Problem details → Repeat the listing in full. Nothing may be added or left out.

Data shown →
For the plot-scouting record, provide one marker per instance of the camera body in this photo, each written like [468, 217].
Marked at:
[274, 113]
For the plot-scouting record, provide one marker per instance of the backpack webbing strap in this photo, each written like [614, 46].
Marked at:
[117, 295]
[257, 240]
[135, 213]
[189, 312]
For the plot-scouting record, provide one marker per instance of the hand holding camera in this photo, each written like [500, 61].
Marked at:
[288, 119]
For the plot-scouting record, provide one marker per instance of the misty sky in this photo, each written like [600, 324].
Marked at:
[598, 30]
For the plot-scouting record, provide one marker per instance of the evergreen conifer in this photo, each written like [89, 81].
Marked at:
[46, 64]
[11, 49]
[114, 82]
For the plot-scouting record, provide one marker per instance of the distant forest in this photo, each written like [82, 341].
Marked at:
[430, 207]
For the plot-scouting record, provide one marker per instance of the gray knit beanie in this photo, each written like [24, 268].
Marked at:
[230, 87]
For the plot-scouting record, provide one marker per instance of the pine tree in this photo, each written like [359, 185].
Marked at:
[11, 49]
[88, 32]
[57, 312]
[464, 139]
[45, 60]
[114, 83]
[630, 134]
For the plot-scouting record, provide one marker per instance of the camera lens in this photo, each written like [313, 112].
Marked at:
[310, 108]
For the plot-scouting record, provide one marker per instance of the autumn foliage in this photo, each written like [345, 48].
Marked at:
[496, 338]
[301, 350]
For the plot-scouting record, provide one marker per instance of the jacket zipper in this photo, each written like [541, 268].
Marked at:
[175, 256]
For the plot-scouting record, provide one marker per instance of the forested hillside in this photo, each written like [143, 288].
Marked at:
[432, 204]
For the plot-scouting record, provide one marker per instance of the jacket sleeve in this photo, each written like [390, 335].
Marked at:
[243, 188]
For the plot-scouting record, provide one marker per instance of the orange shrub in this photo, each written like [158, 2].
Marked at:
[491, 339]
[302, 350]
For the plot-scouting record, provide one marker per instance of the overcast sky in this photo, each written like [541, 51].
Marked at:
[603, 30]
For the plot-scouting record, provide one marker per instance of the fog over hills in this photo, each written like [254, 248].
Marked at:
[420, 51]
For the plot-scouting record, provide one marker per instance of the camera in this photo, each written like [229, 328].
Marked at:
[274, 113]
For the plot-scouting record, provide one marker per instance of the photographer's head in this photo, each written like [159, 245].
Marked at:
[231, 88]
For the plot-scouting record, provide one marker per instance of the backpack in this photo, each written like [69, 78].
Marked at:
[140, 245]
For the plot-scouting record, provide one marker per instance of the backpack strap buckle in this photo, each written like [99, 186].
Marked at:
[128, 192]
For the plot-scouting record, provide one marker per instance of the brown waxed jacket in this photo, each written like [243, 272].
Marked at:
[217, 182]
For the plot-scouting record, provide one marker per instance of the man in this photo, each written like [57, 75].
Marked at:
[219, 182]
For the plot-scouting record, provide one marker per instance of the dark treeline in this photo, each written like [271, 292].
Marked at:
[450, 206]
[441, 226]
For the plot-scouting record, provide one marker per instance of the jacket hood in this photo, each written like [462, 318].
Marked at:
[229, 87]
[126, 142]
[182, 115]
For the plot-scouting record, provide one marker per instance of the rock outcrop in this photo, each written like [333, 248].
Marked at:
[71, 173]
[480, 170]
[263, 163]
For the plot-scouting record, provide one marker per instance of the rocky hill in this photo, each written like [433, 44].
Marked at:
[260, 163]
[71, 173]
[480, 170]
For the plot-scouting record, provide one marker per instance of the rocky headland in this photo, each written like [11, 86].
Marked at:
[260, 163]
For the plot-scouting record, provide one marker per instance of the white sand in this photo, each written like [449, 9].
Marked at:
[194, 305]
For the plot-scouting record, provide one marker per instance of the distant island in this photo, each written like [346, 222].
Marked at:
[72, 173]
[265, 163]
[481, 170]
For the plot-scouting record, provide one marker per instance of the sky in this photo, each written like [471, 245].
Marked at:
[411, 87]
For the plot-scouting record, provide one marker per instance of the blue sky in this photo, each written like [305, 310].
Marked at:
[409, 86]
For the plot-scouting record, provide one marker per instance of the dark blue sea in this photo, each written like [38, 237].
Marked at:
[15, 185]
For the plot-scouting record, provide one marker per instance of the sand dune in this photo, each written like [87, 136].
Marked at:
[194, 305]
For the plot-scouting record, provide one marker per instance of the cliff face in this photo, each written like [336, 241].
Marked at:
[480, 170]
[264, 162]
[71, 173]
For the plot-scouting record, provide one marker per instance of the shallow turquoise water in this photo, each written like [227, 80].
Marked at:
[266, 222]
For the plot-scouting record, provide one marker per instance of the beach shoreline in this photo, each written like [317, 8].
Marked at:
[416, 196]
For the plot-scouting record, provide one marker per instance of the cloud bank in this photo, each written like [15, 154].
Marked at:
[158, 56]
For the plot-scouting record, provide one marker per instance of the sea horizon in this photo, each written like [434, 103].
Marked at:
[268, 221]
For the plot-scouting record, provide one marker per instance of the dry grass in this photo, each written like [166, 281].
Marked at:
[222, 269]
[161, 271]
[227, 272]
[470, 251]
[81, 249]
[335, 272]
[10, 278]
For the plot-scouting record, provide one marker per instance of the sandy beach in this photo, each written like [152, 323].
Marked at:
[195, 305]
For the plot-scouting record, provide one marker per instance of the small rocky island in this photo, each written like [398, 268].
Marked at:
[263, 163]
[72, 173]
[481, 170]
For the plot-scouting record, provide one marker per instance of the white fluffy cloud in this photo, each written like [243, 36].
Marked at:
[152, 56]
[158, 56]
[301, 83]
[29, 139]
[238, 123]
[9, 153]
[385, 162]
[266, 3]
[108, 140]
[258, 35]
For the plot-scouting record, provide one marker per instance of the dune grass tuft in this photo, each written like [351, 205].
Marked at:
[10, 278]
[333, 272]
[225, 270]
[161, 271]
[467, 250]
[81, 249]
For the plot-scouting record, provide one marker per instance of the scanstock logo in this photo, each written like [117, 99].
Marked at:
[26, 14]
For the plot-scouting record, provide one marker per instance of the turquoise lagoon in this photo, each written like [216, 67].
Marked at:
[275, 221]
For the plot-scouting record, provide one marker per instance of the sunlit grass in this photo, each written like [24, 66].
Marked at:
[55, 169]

Task output →
For the plot-scouting record, provide one marker per instance of the camera body in this photo, each written like [468, 217].
Marked at:
[274, 113]
For the plot-scouting record, provide one marker per instance of the backpack webbing strap in this photo, each written like [614, 46].
Marked at:
[117, 295]
[257, 240]
[135, 213]
[189, 312]
For the plot-scouting record, provide one marker per instance of the hand holding camera in this photo, each written like [500, 61].
Marked at:
[288, 119]
For the plot-scouting record, provide one marker per instance of the misty sky in this photo, each written like [600, 324].
Marked at:
[598, 30]
For the plot-scouting record, provide one marker per instance of the evergreen conifer in this photo, each written like [89, 81].
Marked at:
[46, 64]
[11, 49]
[114, 82]
For the plot-scouting record, provide one marker per instance of the distant forest in this photo, each written like [82, 341].
Marked at:
[430, 207]
For the plot-scouting record, provide one marker per instance of the gray knit beanie in this photo, each written like [24, 268].
Marked at:
[230, 87]
For the plot-scouting record, provide one marker per instance of the pine tree in this photo, each written like [359, 185].
Marked at:
[11, 49]
[88, 32]
[57, 312]
[464, 139]
[45, 60]
[114, 83]
[630, 134]
For the plot-scouting record, provide one marker per instance of the camera lens in this photo, each written like [313, 112].
Marked at:
[310, 108]
For the plot-scouting record, provide one marker per instance of the autumn foliage in this photo, each written like [345, 48].
Marked at:
[496, 338]
[301, 350]
For the plot-scouting record, provide one marker per instance of the jacket zipper in this photo, each written like [541, 268].
Marked at:
[175, 256]
For the plot-scouting record, provide one marker per instance of the forested hillside in this photo, each written like [143, 288].
Marked at:
[432, 204]
For the plot-scouting record, provide one marker per instance of the jacket sleeve in this photo, each written like [390, 335].
Marked at:
[243, 188]
For the plot-scouting record, provide one marker per instance of the orange shrub in this photo, each written like [158, 2].
Marked at:
[491, 339]
[302, 350]
For the plot-scouting record, provide one marker per instance of the overcast sky in this photo, each written like [541, 51].
Marked at:
[603, 30]
For the plot-scouting record, provide one marker per instance of the fog over hills in this photo, each written like [254, 248].
Marked at:
[420, 51]
For the plot-scouting record, provide one marker per instance of the camera in this photo, each written like [229, 328].
Marked at:
[274, 113]
For the plot-scouting record, provide one marker per instance of the photographer's head in this photo, each written like [159, 245].
Marked at:
[231, 88]
For the plot-scouting record, provide one marker per instance of the backpack in this photo, each written like [69, 78].
Marked at:
[140, 245]
For the plot-scouting record, provide one marker per instance of the backpack strap buckle in this photo, each written like [99, 186].
Marked at:
[128, 192]
For the plot-scouting record, provide one marker per instance of the brown waxed jacket in this photo, each written like [243, 272].
Marked at:
[217, 182]
For the plot-scouting record, provide one marker per instance of the man in this photo, each written like [57, 75].
Marked at:
[219, 182]
For the plot-scouting record, provide one marker per instance of the dark treeline in this photo, each written like [271, 292].
Marked at:
[450, 206]
[441, 226]
For the plot-scouting record, provide one marker per instance of the jacket hood in this photo, each written like [462, 318].
Marked at:
[229, 87]
[126, 142]
[182, 115]
For the plot-scouting record, provide one marker per instance of the rock outcrop in this photo, each written like [333, 248].
Marked at:
[71, 173]
[480, 170]
[263, 163]
For the plot-scouting record, provide one marker per instance of the rocky hill in this photo, each written like [433, 44].
Marked at:
[260, 163]
[71, 173]
[480, 170]
For the plot-scouting record, provide one marker per instance of the rocky headland in this photo, each written like [11, 86].
Marked at:
[260, 163]
For the plot-scouting record, provide one marker per instance of the white sand in this photo, each written like [449, 9].
Marked at:
[194, 305]
For the plot-scouting record, provide one marker per instance of the distant island in this photo, each written like [346, 222].
Marked at:
[72, 173]
[265, 163]
[481, 170]
For the plot-scouting record, provide one marker per instance of the sky in this photo, each written like [471, 245].
Marked at:
[411, 87]
For the plot-scouting record, provide one marker per instance of the blue sky in this photo, each written like [305, 310].
Marked at:
[409, 86]
For the plot-scouting record, provide one marker per instance of the dark blue sea in this photo, each written like [38, 237].
Marked at:
[15, 185]
For the plot-scouting record, provide one marker per instance of the sand dune in this photo, each written like [87, 136].
Marked at:
[194, 305]
For the plot-scouting record, provide one marker per instance of the cliff face in this photo, each written like [336, 241].
Marked at:
[480, 170]
[264, 162]
[71, 173]
For the plot-scouting record, provide one marker per instance of the shallow turquoise water in this photo, each written like [227, 80].
Marked at:
[266, 222]
For the plot-scouting record, provide one marker per instance of the beach shoreline in this photo, each written like [317, 8].
Marked at:
[416, 196]
For the plot-scouting record, provide one marker per instance of the cloud bank in this photo, each written like [15, 154].
Marked at:
[158, 56]
For the plot-scouting record, provide one marker per instance of the sea horizon in this photo, each written like [434, 103].
Marked at:
[268, 221]
For the plot-scouting record, provide one marker per instance of the dry grass in this photo, each written like [166, 281].
Marked at:
[222, 269]
[161, 271]
[227, 272]
[470, 251]
[81, 249]
[335, 272]
[10, 278]
For the plot-scouting record, provide one marker per instance of the sandy beach in this photo, each written like [152, 323].
Marked at:
[195, 305]
For the plot-scouting record, provide one marker per instance of the small rocky island in this photo, each written like [398, 268].
Marked at:
[263, 163]
[72, 173]
[481, 170]
For the plot-scouting record, provide one marker per instance of the white fluffy cloud in this photo, each written like [243, 36].
Marked at:
[152, 56]
[158, 56]
[301, 83]
[29, 139]
[238, 123]
[9, 153]
[385, 162]
[266, 3]
[108, 140]
[258, 35]
For the plot-scouting record, provide one marker per instance of the dune grass tuft in this photo, each written like [351, 205].
Marked at:
[10, 278]
[333, 272]
[225, 270]
[161, 271]
[467, 250]
[81, 249]
For the plot-scouting record, provide one marker per instance of the scanstock logo in this photo, each written like [117, 99].
Marked at:
[26, 14]
For the plot-scouting record, provide one marker per instance of the turquoise lagoon in this photo, each written like [216, 67].
Marked at:
[275, 221]
For the plot-scouting record, provide one marker per instance of the sunlit grass in this photo, each written like [24, 66].
Marked at:
[55, 169]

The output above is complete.